> **What you are asked to do**
Return every line of the records below unchanged, from the first line to the last.

START

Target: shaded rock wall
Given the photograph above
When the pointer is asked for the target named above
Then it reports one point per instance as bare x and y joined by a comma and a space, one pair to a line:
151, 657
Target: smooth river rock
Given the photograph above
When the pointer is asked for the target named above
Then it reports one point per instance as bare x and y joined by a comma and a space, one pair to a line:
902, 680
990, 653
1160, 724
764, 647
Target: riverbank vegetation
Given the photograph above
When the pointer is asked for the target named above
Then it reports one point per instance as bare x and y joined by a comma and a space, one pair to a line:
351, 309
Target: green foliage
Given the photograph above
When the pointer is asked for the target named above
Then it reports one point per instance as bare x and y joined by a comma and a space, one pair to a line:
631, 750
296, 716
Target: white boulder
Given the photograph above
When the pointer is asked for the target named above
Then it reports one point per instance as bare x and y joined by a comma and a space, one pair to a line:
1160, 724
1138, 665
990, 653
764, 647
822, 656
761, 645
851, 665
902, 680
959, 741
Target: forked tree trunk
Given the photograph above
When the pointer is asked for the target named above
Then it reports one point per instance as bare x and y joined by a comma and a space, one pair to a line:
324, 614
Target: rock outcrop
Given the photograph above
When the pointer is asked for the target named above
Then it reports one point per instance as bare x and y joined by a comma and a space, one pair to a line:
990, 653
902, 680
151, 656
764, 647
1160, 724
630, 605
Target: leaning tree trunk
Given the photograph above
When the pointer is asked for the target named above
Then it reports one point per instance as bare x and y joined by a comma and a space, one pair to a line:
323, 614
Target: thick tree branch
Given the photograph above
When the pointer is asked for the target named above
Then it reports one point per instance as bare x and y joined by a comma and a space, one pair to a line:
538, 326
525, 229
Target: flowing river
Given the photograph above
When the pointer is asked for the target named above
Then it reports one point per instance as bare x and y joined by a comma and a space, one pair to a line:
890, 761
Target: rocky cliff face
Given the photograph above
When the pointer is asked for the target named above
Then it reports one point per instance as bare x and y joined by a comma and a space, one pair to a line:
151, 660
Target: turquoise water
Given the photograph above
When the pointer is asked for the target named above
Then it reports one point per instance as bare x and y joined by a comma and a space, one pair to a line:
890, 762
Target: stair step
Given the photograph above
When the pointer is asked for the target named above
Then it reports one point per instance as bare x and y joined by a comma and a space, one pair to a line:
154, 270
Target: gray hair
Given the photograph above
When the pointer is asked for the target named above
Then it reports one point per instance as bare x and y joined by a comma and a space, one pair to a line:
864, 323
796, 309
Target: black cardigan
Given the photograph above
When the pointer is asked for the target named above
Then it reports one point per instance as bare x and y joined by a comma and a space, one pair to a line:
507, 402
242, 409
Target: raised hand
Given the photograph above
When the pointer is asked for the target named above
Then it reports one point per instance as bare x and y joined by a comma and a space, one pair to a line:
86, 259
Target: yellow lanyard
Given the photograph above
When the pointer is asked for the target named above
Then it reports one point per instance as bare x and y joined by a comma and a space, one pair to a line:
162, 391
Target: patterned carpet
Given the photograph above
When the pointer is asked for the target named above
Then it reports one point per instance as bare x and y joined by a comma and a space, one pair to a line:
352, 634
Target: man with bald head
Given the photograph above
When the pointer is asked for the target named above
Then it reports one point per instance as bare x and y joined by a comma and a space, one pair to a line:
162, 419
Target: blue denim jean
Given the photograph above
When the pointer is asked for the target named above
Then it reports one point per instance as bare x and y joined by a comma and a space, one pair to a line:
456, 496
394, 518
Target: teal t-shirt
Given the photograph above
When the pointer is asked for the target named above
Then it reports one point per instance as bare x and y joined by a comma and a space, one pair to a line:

END

> **Result for this task**
Target: shaded rock wall
Given the photograph above
When the pointer is asked for the target named above
Then it reports one point per instance as bare x and y joined by a comma and a space, one pair to a line:
151, 657
Target: smooth river rock
Given the photograph above
When the pointer is asked for the target named above
Then it reports one point per instance as bare x and y joined by a comma and a space, one pair to a line:
902, 680
990, 653
1160, 724
764, 647
Target: riverbank vegetation
Given the photograph above
When the pointer is asked for the target named above
Then it reports one point per instance as bare x and y joined by a comma and a space, one pair to a line:
351, 309
Target: green foliage
Given the photograph above
When the pointer is asked for the target named above
Then it reports one point per instance as bare x and y joined by a comma and a space, one pair to a line:
631, 750
296, 716
Target: white boulder
Given the photograph above
When the pointer is asked for the target named above
Then it reports one point per instance as bare x and y joined by a comma and a space, one pair to a line:
1160, 724
1138, 665
990, 653
764, 647
822, 656
761, 645
851, 665
902, 680
959, 741
Target: forked tree trunk
Given the photograph above
When the pointer is asked for the target named above
Then it reports one point per instance as bare x and y joined by a comma and a space, one pair to a line:
324, 614
Target: rock outcrop
Given the photograph above
When the pointer is asked for the target named above
Then it reports one point per instance as bare x and y joined by a comma and a space, one pair to a line:
990, 653
902, 680
151, 656
764, 647
1160, 724
630, 605
Target: leaning tree trunk
Given the photograph above
When the pointer is asked for the target named above
Then it reports one point per instance as bare x and y joined by a comma and a space, one pair to a line:
323, 614
Target: thick tree branch
Given the photograph above
When the pointer is asked for the target named above
Then it reports one point per instance as bare x and y joined by a comma and a space, one pair to a line:
538, 326
525, 229
Target: flowing river
Given the photograph above
When the pointer is asked for the target named above
Then it reports one point per instance as bare x and y joined by a comma and a space, one pair to a line:
890, 761
Target: rocky cliff face
Given the photograph above
When the pointer is asked for the target named above
Then it reports one point per instance as bare x and y joined by a comma and a space, one pair to a line:
151, 660
Target: turquoise water
Given the photograph above
When the pointer is asked for the target named above
Then it reports one point per instance as bare x and y joined by a comma and a space, one pair to a line:
890, 762
Target: stair step
Given the photograph above
When the pointer is asked for the target named above
Then it reports one point per instance as bare x and y joined by a comma and a space, one pair to a line:
154, 270
Target: gray hair
Given the photograph above
When the pointer is asked for the target named above
Then it reports one point per instance as bare x and y joined by a comma and a space, one pair to a line:
864, 323
796, 309
Target: black cardigan
Given the photograph above
When the pointer is asked for the target named above
Then it reports one point per instance as bare x and y joined by a comma and a space, one pair to a line:
507, 402
242, 409
Target: raised hand
Given the photograph above
When the pointer is asked for the target named above
Then it reports one point per instance as bare x and y joined by a comma and a space, one pair to a line:
86, 259
Target: yellow lanyard
Given the photograph above
When the pointer is asked for the target named above
Then it reports one point per instance as bare x and y joined by a comma and a space, one pair to a line:
162, 391
Target: patterned carpet
Given the photograph above
When the pointer is asked for the target named above
Then it reports one point per instance as bare x and y joined by a comma and a space, one pair to a line:
352, 634
Target: man with bald head
Given the photograph above
When the pointer is asked for the target named above
Then it reports one point per instance as bare x and y joined by a comma and a space, one pair to a line:
162, 419
Target: blue denim jean
Given the photograph above
When the pointer is asked for the target named above
Then it reports one point per instance as bare x and y joined by a comma and a space, one pair to a line:
456, 496
394, 518
Target: teal t-shirt
Given the photograph above
When the pointer is asked for the target named above
Then it reports one point per instance as bare x and y joined by a comma and a space, one pair to a line:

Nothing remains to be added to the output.